• [OBJETIVO DECLARADO 1]
Enumere as evoluções que, segundo o excerto sobre a transformação tecnológica e o sistema financeiro, surgiram no decurso da última década.

• [EXCERTO DO DOCUMENTO]
+-------+

Publicado 27.05.2019, 13:08

Gostaria de começar por agradecer o convite que me foi dirigido para encerrar esta Conferência.

Felicito a organização pela escolha dos temas em discussão e, em particular, pelo mote que escolheu para este encontro: “Uma visão multidisciplinar sobre os desenvolvimentos financeiros e macroeconómicos da última década e a profunda transformação da próxima.”

Este mote capta, de forma sistemática, três ideias centrais:

  1. A última década foi marcada por acontecimentos e desenvolvimentos ímpares;
  2. A próxima década promete ser igualmente desafiante;
  3. Os desafios só serão ultrapassados se conseguirmos ter uma visão multidisciplinar.

Partindo destas ideias, focar-me-ei, sobretudo, ao nível dos impactos decorrentes das profundas transformações tecnológicas a que estamos a assistir, em especial sobre o sistema financeiro.

1. Os desenvolvimentos que marcaram a última década

A última década foi marcada pela crise financeira global que resultou na maior contração da atividade económica das economias desenvolvidas desde a Grande Depressão. O setor bancário foi fortemente abalado, incluindo na sua reputação, e isso levou a um significativo reforço da regulação e da supervisão.

Paralelamente, emergiu uma disrupção tecnológica sem precedentes que conduziu, entre outras áreas, a mudanças significativas na procura e na oferta de serviços financeiros.

A inovação tecnológica tem sido impulsionadora de uma transformação digital irreversível, em vários domínios da sociedade. No decurso da última década surgiram os smartphones, o online streaming, o crowdfunding, os veículos autónomos, a realidade aumentada, a massificação das redes sociais e os pagamentos autenticados por biometria, entre outras evoluções que entraram nas nossas vidas.

+-------+

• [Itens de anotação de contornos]

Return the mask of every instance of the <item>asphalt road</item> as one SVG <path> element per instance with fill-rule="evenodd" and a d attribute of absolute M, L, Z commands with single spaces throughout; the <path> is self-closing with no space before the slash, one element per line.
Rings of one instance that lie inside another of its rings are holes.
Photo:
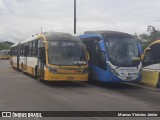
<path fill-rule="evenodd" d="M 126 84 L 40 83 L 11 68 L 8 60 L 0 60 L 0 111 L 160 111 L 160 90 Z"/>

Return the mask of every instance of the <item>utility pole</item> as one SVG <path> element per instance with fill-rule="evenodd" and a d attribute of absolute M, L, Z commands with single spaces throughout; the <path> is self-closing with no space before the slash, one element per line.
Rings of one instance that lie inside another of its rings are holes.
<path fill-rule="evenodd" d="M 74 0 L 74 34 L 76 34 L 76 0 Z"/>
<path fill-rule="evenodd" d="M 42 27 L 41 27 L 41 33 L 42 33 Z"/>

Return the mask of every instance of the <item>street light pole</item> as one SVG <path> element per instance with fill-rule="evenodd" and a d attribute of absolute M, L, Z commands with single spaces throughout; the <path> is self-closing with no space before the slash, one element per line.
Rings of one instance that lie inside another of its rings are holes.
<path fill-rule="evenodd" d="M 74 34 L 76 34 L 76 0 L 74 0 Z"/>

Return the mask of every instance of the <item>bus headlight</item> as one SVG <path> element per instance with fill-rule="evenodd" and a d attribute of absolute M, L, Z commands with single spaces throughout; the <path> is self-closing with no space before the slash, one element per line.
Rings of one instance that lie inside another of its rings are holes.
<path fill-rule="evenodd" d="M 57 69 L 53 68 L 53 67 L 48 67 L 49 72 L 56 74 L 57 73 Z"/>

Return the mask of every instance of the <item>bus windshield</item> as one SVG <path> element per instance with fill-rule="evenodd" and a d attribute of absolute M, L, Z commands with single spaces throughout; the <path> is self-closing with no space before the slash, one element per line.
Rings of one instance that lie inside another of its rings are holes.
<path fill-rule="evenodd" d="M 106 38 L 109 60 L 120 67 L 135 67 L 140 64 L 140 54 L 134 38 Z"/>
<path fill-rule="evenodd" d="M 83 43 L 80 41 L 49 41 L 49 64 L 54 65 L 86 65 Z"/>

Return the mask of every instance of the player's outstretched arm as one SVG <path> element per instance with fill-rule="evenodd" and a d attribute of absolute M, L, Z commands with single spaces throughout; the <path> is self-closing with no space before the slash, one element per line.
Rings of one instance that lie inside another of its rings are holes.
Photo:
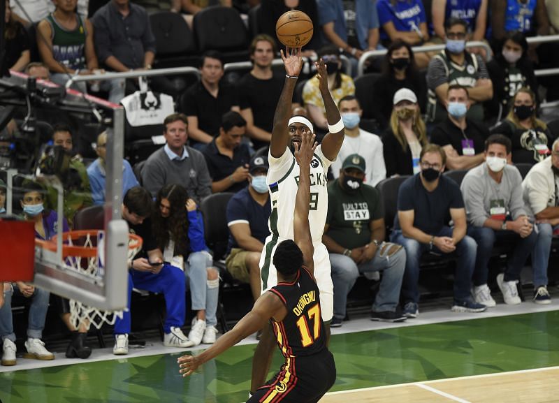
<path fill-rule="evenodd" d="M 280 297 L 272 293 L 265 293 L 256 302 L 252 310 L 239 321 L 235 327 L 217 339 L 208 350 L 199 356 L 186 354 L 179 358 L 180 372 L 183 376 L 190 375 L 204 362 L 215 358 L 231 347 L 264 327 L 270 318 L 278 320 L 285 316 L 286 308 Z"/>
<path fill-rule="evenodd" d="M 280 158 L 285 152 L 289 143 L 289 132 L 287 123 L 291 117 L 291 100 L 297 78 L 303 66 L 300 47 L 286 47 L 285 54 L 281 50 L 282 59 L 285 66 L 285 82 L 280 101 L 275 108 L 274 127 L 272 129 L 272 141 L 270 143 L 270 154 L 275 158 Z"/>
<path fill-rule="evenodd" d="M 320 94 L 322 96 L 322 100 L 324 101 L 324 109 L 326 112 L 326 120 L 328 121 L 328 126 L 334 126 L 335 129 L 332 129 L 328 127 L 328 133 L 324 137 L 322 140 L 322 153 L 330 161 L 334 161 L 337 156 L 337 153 L 340 152 L 340 149 L 342 147 L 342 143 L 344 142 L 344 136 L 345 132 L 344 131 L 344 126 L 342 124 L 342 117 L 340 115 L 340 110 L 336 106 L 334 99 L 332 98 L 332 94 L 328 88 L 328 72 L 326 71 L 326 65 L 322 59 L 319 59 L 316 63 L 317 66 L 317 77 L 319 79 L 319 88 L 320 89 Z M 333 133 L 332 133 L 333 131 Z"/>
<path fill-rule="evenodd" d="M 299 186 L 295 199 L 295 216 L 293 221 L 293 240 L 303 252 L 303 261 L 313 272 L 314 265 L 312 256 L 314 247 L 309 225 L 309 203 L 310 203 L 310 162 L 317 149 L 315 135 L 310 131 L 303 132 L 301 145 L 295 143 L 295 159 L 299 164 Z"/>

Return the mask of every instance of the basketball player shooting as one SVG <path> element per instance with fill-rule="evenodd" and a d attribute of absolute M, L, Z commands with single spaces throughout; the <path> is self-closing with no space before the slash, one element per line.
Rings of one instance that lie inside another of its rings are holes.
<path fill-rule="evenodd" d="M 328 349 L 321 316 L 321 295 L 314 277 L 314 247 L 309 226 L 310 168 L 316 149 L 314 135 L 310 132 L 303 132 L 295 144 L 300 173 L 293 219 L 294 242 L 282 241 L 276 248 L 274 265 L 277 285 L 263 293 L 252 310 L 210 349 L 197 356 L 180 357 L 177 362 L 183 376 L 269 322 L 285 362 L 247 403 L 315 403 L 334 384 L 335 364 Z"/>
<path fill-rule="evenodd" d="M 302 133 L 312 127 L 304 117 L 291 117 L 291 99 L 303 66 L 300 47 L 286 47 L 282 51 L 286 78 L 284 88 L 274 115 L 274 126 L 270 145 L 266 182 L 270 187 L 272 214 L 268 220 L 270 235 L 264 242 L 260 259 L 262 293 L 277 284 L 273 257 L 277 245 L 293 239 L 295 195 L 300 180 L 299 166 L 291 150 L 300 144 Z M 330 321 L 334 309 L 334 293 L 331 277 L 330 258 L 322 244 L 322 234 L 328 212 L 328 168 L 337 156 L 344 141 L 344 125 L 332 95 L 328 88 L 328 73 L 322 59 L 316 62 L 319 88 L 326 112 L 328 131 L 310 161 L 310 197 L 309 223 L 314 249 L 314 276 L 320 291 L 322 319 L 326 323 L 326 342 L 330 337 Z M 302 124 L 301 122 L 307 123 Z M 262 335 L 252 358 L 251 393 L 254 393 L 266 381 L 273 356 L 275 341 L 270 326 L 262 329 Z"/>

+-------+

• [OBJETIVO DECLARADO 2]
Coloque numa lista JSON de strings as linhas da listagem, desde a linha que contém "the <item>bus headlight</item>" até à linha que contém "83 43 L 80 41", inclusive, com uma string por linha e sem as linhas em branco.

• [RESPOSTA ESCRITA 1]
- os smartphones
- o online streaming
- o crowdfunding
- os veículos autónomos
- a realidade aumentada
- a massificação das redes sociais
- os pagamentos autenticados por biometria

• [RESPOSTA ESCRITA 2]
[
  "Return the mask of every instance of the <item>bus headlight</item> as one SVG <path> element per instance with fill-rule=\"evenodd\" and a d attribute of absolute M, L, Z commands with single spaces throughout; the <path> is self-closing with no space before the slash, one element per line.",
  "Rings of one instance that lie inside another of its rings are holes.",
  "<path fill-rule=\"evenodd\" d=\"M 57 69 L 53 68 L 53 67 L 48 67 L 49 72 L 56 74 L 57 73 Z\"/>",
  "Return the mask of every instance of the <item>bus windshield</item> as one SVG <path> element per instance with fill-rule=\"evenodd\" and a d attribute of absolute M, L, Z commands with single spaces throughout; the <path> is self-closing with no space before the slash, one element per line.",
  "Rings of one instance that lie inside another of its rings are holes.",
  "<path fill-rule=\"evenodd\" d=\"M 106 38 L 109 60 L 120 67 L 135 67 L 140 64 L 140 54 L 134 38 Z\"/>",
  "<path fill-rule=\"evenodd\" d=\"M 83 43 L 80 41 L 49 41 L 49 64 L 54 65 L 86 65 Z\"/>"
]